#### TASK DESCRIPTION
Restate the listing below word for word, pictures excluded.

#### RECORDS TO PROCESS
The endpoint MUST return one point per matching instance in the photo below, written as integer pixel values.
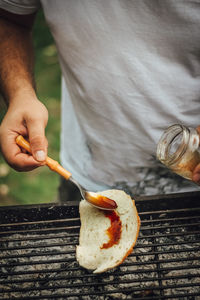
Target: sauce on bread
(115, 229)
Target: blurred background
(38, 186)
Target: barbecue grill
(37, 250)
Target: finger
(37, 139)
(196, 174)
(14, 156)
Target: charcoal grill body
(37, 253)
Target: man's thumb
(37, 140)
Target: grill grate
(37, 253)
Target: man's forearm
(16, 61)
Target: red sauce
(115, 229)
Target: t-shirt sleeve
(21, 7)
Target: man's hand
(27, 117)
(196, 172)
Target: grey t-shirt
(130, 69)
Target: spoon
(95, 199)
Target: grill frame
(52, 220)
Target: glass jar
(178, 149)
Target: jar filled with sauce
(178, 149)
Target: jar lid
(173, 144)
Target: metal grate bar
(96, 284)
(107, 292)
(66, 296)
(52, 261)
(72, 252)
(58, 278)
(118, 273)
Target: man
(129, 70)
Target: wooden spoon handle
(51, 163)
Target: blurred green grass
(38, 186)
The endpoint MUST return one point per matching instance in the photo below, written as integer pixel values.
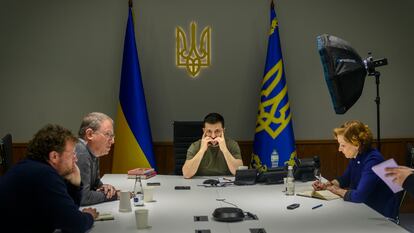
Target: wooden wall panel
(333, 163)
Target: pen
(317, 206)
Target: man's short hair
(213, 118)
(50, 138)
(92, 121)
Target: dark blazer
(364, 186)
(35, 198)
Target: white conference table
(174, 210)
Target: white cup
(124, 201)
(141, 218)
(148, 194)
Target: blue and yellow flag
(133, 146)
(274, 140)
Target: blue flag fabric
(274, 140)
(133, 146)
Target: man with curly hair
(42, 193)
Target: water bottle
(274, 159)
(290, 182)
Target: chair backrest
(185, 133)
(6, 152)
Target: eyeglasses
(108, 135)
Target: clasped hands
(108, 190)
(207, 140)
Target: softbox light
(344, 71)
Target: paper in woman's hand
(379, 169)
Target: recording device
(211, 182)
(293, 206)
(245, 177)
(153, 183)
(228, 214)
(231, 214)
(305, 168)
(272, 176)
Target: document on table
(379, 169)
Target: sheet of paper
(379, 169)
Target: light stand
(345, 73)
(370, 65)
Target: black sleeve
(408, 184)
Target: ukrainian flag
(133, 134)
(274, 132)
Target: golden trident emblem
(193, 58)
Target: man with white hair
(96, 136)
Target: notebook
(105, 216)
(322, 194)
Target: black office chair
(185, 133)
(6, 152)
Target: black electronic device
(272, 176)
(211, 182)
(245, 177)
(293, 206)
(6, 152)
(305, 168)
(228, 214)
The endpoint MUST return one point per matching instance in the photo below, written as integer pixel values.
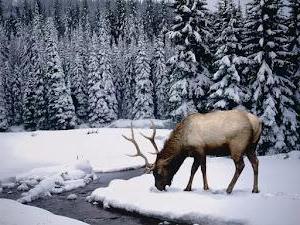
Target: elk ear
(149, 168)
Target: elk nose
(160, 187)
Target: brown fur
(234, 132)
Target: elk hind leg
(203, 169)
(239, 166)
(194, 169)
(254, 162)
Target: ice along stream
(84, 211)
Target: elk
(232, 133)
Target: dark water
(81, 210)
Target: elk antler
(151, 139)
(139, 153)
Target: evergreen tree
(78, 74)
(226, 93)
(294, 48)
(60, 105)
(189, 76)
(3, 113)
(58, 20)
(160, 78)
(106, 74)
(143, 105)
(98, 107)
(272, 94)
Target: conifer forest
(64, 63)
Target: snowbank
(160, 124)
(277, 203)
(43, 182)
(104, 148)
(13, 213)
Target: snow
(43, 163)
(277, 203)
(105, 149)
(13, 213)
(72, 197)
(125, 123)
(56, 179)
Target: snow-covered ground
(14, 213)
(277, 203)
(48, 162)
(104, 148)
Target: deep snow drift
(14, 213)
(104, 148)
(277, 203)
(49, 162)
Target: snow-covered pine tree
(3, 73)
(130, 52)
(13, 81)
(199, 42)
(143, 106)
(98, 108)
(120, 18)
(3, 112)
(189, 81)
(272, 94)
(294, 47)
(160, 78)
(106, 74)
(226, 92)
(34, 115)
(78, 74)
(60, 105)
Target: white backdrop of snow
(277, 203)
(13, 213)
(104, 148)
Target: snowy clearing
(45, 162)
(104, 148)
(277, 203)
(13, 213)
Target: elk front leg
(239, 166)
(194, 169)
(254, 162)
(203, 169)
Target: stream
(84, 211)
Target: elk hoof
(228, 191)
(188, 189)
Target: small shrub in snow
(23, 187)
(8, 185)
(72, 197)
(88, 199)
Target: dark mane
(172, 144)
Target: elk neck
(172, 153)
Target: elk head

#### TASK RESULT
The endpoint MUST return one point per matching instance in the photo below, written as integer pixel values.
Target: sauce on bread
(115, 229)
Target: blurred background
(38, 186)
Target: barbecue grill
(37, 250)
Target: finger
(37, 139)
(196, 174)
(14, 156)
Target: charcoal grill body
(37, 253)
Target: man's thumb
(37, 140)
Target: grill grate
(37, 253)
Target: man's forearm
(16, 61)
Target: red sauce
(115, 229)
Target: t-shirt sleeve
(21, 7)
Target: man's hand
(27, 117)
(196, 172)
Target: grey t-shirt
(130, 69)
Target: spoon
(95, 199)
Target: grill frame
(52, 220)
Target: glass jar
(178, 149)
Target: jar filled with sauce
(178, 149)
Target: jar lid
(173, 144)
Target: metal grate bar
(96, 284)
(107, 292)
(66, 296)
(52, 261)
(72, 252)
(58, 278)
(118, 273)
Target: man
(129, 70)
Target: wooden spoon handle
(51, 163)
Target: blurred green grass
(38, 186)
The endpoint MUST return one point per matching instance in the photo below, written as integer pixel values.
Target: wooden wall panel
(333, 163)
Target: pen
(317, 206)
Target: man's short hair
(213, 118)
(50, 138)
(92, 121)
Target: dark blazer
(364, 186)
(35, 198)
Target: white conference table
(174, 210)
Target: white cup
(124, 201)
(141, 218)
(148, 194)
Target: blue and yellow flag
(133, 146)
(274, 140)
Target: blue flag fabric
(274, 140)
(133, 146)
Target: man with curly hair
(42, 193)
Target: water bottle
(274, 159)
(290, 182)
Target: chair backrest
(185, 133)
(6, 152)
Target: eyeglasses
(108, 135)
Target: clasped hands
(108, 190)
(207, 140)
Target: softbox light
(344, 71)
Target: paper in woman's hand
(379, 169)
Target: recording device
(211, 182)
(293, 206)
(245, 177)
(153, 183)
(228, 214)
(231, 214)
(305, 168)
(272, 176)
Target: document on table
(379, 169)
Target: sheet of paper
(379, 169)
Target: light stand
(345, 73)
(370, 65)
Target: black sleeve
(408, 184)
Target: ukrainian flag
(133, 134)
(274, 132)
Target: golden trident emblem
(193, 58)
Target: man with white hair
(96, 136)
Target: notebook
(105, 216)
(322, 194)
Target: black office chair
(185, 133)
(6, 152)
Target: black electronic device
(272, 176)
(211, 182)
(245, 177)
(293, 206)
(6, 152)
(305, 168)
(228, 214)
The endpoint MUST return one point per matching instance in the photo below, written as integer pixel values.
Target: elk ear
(149, 168)
Target: elk nose
(160, 187)
Target: brown fur
(234, 132)
Target: elk hind leg
(203, 169)
(239, 166)
(194, 169)
(254, 162)
Target: ice along stream
(84, 211)
Target: elk
(232, 133)
Target: dark water
(81, 210)
Target: elk antler
(151, 139)
(139, 153)
Target: evergreen tree
(78, 74)
(226, 93)
(294, 48)
(60, 105)
(189, 76)
(3, 113)
(58, 20)
(160, 78)
(106, 74)
(143, 105)
(98, 107)
(272, 94)
Target: conifer forest
(64, 63)
Target: snowbank
(160, 124)
(277, 203)
(43, 182)
(104, 148)
(13, 213)
Target: snow
(43, 163)
(277, 203)
(105, 149)
(13, 213)
(72, 197)
(125, 123)
(56, 179)
Target: snow-covered ground
(14, 213)
(277, 203)
(48, 162)
(104, 148)
Target: deep snow drift
(14, 213)
(104, 148)
(277, 203)
(49, 162)
Target: snow-covered pine tree
(3, 73)
(130, 52)
(13, 81)
(199, 42)
(143, 106)
(98, 108)
(120, 18)
(3, 112)
(189, 81)
(272, 94)
(294, 47)
(160, 78)
(106, 74)
(226, 92)
(34, 115)
(78, 74)
(60, 105)
Target: white backdrop of snow
(277, 203)
(13, 213)
(104, 148)
Target: snowy clearing
(45, 162)
(104, 148)
(277, 203)
(13, 213)
Target: elk front leg
(239, 166)
(194, 169)
(254, 162)
(203, 169)
Target: stream
(84, 211)
Target: elk hoof
(228, 191)
(188, 189)
Target: small shrub in snow
(23, 187)
(8, 185)
(72, 197)
(88, 199)
Target: dark mane
(172, 144)
Target: elk neck
(172, 153)
Target: elk head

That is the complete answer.